• **Extracted records**:
____________________

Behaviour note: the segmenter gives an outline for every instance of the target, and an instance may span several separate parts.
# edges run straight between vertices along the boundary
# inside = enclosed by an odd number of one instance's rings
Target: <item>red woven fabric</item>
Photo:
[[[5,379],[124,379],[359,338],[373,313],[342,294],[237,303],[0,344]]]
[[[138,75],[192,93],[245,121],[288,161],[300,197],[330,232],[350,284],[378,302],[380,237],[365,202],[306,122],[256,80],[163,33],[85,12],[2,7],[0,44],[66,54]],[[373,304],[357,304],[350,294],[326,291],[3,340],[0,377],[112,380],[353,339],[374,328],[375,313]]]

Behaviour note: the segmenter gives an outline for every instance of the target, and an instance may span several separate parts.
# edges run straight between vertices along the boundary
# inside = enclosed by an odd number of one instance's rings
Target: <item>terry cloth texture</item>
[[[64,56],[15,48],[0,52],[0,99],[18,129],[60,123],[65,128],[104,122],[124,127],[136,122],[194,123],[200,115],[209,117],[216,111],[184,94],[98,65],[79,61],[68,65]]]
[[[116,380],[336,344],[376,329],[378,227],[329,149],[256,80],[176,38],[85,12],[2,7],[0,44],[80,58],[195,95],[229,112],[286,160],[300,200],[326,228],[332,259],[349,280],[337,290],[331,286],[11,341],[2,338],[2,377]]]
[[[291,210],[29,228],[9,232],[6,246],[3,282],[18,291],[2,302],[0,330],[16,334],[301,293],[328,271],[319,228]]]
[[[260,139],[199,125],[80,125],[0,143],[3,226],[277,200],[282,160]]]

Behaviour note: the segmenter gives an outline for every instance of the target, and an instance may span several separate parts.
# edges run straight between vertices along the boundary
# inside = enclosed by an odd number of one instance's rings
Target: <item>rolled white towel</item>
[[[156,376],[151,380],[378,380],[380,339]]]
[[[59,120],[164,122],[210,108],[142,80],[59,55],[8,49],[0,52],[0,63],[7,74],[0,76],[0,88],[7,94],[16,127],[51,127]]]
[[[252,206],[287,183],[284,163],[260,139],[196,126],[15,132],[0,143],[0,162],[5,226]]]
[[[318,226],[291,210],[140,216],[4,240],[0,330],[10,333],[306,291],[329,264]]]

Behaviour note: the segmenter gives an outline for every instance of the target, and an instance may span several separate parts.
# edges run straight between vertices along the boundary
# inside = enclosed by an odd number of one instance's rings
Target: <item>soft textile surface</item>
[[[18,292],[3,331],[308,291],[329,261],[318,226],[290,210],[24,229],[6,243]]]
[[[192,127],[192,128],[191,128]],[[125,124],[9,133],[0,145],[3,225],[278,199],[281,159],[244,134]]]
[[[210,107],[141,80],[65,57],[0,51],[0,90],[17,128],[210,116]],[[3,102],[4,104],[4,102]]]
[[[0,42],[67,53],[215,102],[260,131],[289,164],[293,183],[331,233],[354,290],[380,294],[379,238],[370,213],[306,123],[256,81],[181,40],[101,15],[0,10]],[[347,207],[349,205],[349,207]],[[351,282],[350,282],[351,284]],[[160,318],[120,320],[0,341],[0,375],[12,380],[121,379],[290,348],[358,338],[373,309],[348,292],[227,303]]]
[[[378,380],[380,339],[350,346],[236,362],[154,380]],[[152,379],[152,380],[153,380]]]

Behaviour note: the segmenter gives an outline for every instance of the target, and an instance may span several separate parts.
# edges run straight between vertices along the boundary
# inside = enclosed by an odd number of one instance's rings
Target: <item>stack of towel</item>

____________________

Once more, write out all the data exactly.

Behaviour note: the segmenter gives an outline for every instance of the target, and an instance may span several separate parts.
# edges run straight between vertices along the boundary
# inside = enclosed by an odd number of one instance's rings
Target: <item>red woven fabric</item>
Photo:
[[[5,379],[124,379],[359,338],[373,313],[342,294],[237,303],[0,344]]]
[[[138,75],[192,93],[245,121],[288,161],[300,197],[330,232],[350,284],[378,302],[380,237],[365,202],[306,122],[256,80],[163,33],[85,12],[2,7],[0,44],[66,54]],[[373,304],[357,304],[350,294],[326,291],[3,340],[0,377],[112,380],[353,339],[374,328],[375,313]]]

Behaviour note: the segmenter gives an outline for every instance of the target, and an instance may span several separate parts.
# edges run straight between vertices along the boundary
# inside = enclosed by an odd number of one instance's rings
Target: <item>terry cloth texture</item>
[[[64,56],[15,48],[0,52],[0,99],[18,129],[60,123],[65,128],[104,122],[124,127],[136,122],[194,123],[200,115],[209,117],[216,111],[184,94],[98,65],[79,61],[68,65]]]
[[[116,380],[336,344],[376,329],[378,227],[329,149],[256,80],[176,38],[85,12],[2,7],[0,44],[80,58],[195,95],[229,112],[286,160],[300,200],[326,228],[332,259],[349,280],[337,290],[331,286],[11,341],[2,338],[2,377]]]
[[[291,210],[29,228],[9,232],[6,246],[3,282],[18,291],[2,302],[0,330],[16,334],[301,293],[328,271],[319,228]]]
[[[260,139],[199,125],[80,125],[0,143],[3,226],[277,200],[282,160]]]

Behaviour note: the segmenter gives an outline for every instance of the target, and an instance may span several separate parts.
# edges run straight between vertices along the boundary
# inside = enclosed by an odd number of one instance's rings
Target: <item>rolled white towel</item>
[[[156,376],[151,380],[378,380],[380,339]]]
[[[59,120],[164,122],[210,108],[142,80],[59,55],[8,49],[0,52],[0,63],[7,74],[0,76],[0,88],[7,94],[16,127],[51,127]]]
[[[252,206],[287,183],[284,163],[260,139],[196,126],[15,132],[0,143],[0,162],[5,226]]]
[[[318,226],[291,210],[140,216],[4,240],[0,330],[10,333],[306,291],[329,264]]]

Behaviour note: the segmenter gives an outline for every instance of the target, and an instance may span several separate parts.
# edges run straight between vertices along the boundary
# inside = enclosed by an odd number of one instance's rings
Target: <item>soft textile surface</item>
[[[18,292],[3,331],[308,291],[329,261],[318,226],[290,210],[24,229],[6,243]]]
[[[192,127],[192,128],[191,128]],[[125,124],[9,133],[0,145],[3,225],[278,199],[281,159],[244,134]]]
[[[210,107],[141,80],[65,57],[0,51],[0,90],[17,128],[210,116]],[[3,102],[4,104],[4,102]]]
[[[0,42],[67,53],[215,102],[260,131],[289,164],[293,183],[331,233],[354,290],[380,294],[379,238],[370,213],[306,123],[256,81],[181,40],[101,15],[0,10]],[[347,207],[349,205],[349,207]],[[351,282],[350,282],[351,284]],[[160,318],[120,320],[0,341],[0,375],[12,380],[121,379],[290,348],[358,338],[373,309],[348,292],[227,303]]]
[[[378,380],[380,339],[350,346],[236,362],[154,380]],[[152,379],[152,380],[153,380]]]

Behaviour note: the segmenter gives an outline for every instance of the target, and an instance may span several separate parts.
# edges run straight between vertices along the boundary
# inside = enclosed by an odd number of one instance's rings
Target: <item>stack of towel</item>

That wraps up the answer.